SOURCE EXTRACT.
•••••
It was a life altering experience. I was completely thrown out of my comfort zone and security into uncertainty, anxiety. What we thought solid and firm was no longer solid or firm, and suddenly it became very fragile and unstable. What we can rely on is no longer something you can see and solid, but perhaps something we can’t see-bonds between people, love, compassion, goodwill toward people beyond borders. I’m so grateful that people all over the world are praying for Japan at this moment, not just at my church, not just at Trinity Episcopal Church in Staunton, Virginia. But everywhere.
The boundless size of love
It was a soul-searching moment in my life. Where is my home? In Japan with my family? Or in Staunton with my chosen family?
When I wasn’t sure if I could leave Japan or not, I really realized that my home is here in Staunton where my husbandRobert is, and where my extended family in Christ is, and the community where caring and loving friends wait for me to come home. At the same time I feel very much torn to be away from my own family who are facing uncertainty during this crisis. I’m concerned about their safety.
I feel very much torn to be away from my struggling country.
The promise in Christ
As I waited for Easter morning I developed hopes that I hope for still, that will sustain me in the time of rebuilding ahead.
•••••
MATERIAL.

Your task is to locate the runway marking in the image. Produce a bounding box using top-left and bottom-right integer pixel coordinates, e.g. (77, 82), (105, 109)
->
•••••
DO THIS. Write the next part of the reflection on being away from Japan during its crisis, picking up after the sentence about hopes for the time of rebuilding ahead.

TASK OUTPUT.
I shall wait for the new beginning, rebirth and rebuilding in Japan. I will hope for the renewed commitment for safe and cleaner energy not only in Japan, but in the world. I will hope that the world will be more connected with love and compassion. I will hope that the international community will cooperate for the common good. I will hope that harmony and peace are restored to the environment. I will hope for the best outcome of this catastrophe not only for Japan, but also for the world.
I shall hope that the light – like the light of Christ, which penetrated even the darkest darkness of death—will shine in the hearts of people whose lives were disrupted so violently.
I shall hope for the day when we can say
Death be not proud, though some have called thee Mighty and dreadful, for, thou art not so,…. One short sleep past, we wake eternally, And death shall be no more, Death thou shalt die.” (Divine Meditations 10, John Donne)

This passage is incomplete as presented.